What is being asked.
Extract the lines below word for word, leaving out the pictures.
* * *
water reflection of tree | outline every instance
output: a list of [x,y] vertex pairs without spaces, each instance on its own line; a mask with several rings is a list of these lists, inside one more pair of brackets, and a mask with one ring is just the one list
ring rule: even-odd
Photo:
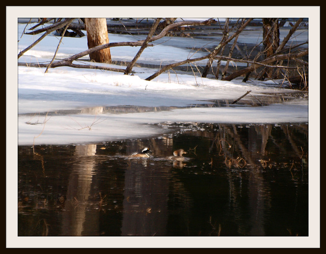
[[69,176],[63,213],[63,235],[92,235],[99,231],[98,213],[93,213],[86,218],[93,176],[96,170],[96,161],[93,157],[96,150],[96,145],[76,146],[75,155],[78,163],[74,164],[74,170]]
[[[196,135],[211,140],[209,151],[212,168],[223,162],[228,169],[229,194],[225,213],[233,216],[232,221],[238,222],[237,233],[266,235],[265,224],[271,216],[273,197],[271,183],[266,179],[264,172],[280,168],[286,172],[288,169],[288,176],[292,175],[294,184],[303,180],[302,169],[307,166],[308,125],[212,124],[201,134]],[[292,172],[297,170],[296,175],[300,175],[298,168],[302,169],[300,179],[293,177],[295,174]],[[244,214],[244,209],[250,211],[250,214]],[[211,219],[218,223],[217,218]],[[223,226],[219,228],[222,235]]]

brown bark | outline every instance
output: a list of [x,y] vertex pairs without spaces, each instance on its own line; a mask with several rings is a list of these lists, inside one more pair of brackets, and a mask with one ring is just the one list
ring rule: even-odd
* * *
Result of this exercise.
water reflection of tree | outline every instance
output: a list of [x,y] vertex pairs without spaces, each instance on its own line; a mask with several rings is a list of these lists, inside one more pair of brackets, and a mask with one ring is just the one list
ring rule: even-odd
Photo:
[[69,176],[63,213],[63,235],[92,235],[99,231],[98,213],[93,213],[86,218],[93,176],[96,170],[96,161],[93,157],[96,150],[96,145],[76,146],[75,155],[78,163],[74,164],[74,170]]
[[[196,135],[211,140],[209,151],[212,168],[223,162],[228,169],[229,194],[225,213],[233,216],[232,221],[238,222],[237,233],[266,235],[265,224],[271,216],[273,197],[271,183],[266,179],[264,172],[280,168],[286,172],[288,169],[288,176],[292,175],[294,184],[303,180],[302,169],[307,166],[308,125],[212,124],[201,134]],[[292,172],[297,170],[296,175],[300,175],[298,168],[302,169],[300,179],[293,177],[295,174]],[[244,214],[244,209],[250,211],[250,214]],[[211,219],[218,223],[217,218]],[[223,226],[219,228],[222,235]]]

brown bark | outline every instance
output: a list of [x,y] vertex pairs without spaces, each instance on its own line; a mask with several rings is a list of these lists, inside one more pair of brackets, and a mask with one ring is just the one list
ring rule: even-odd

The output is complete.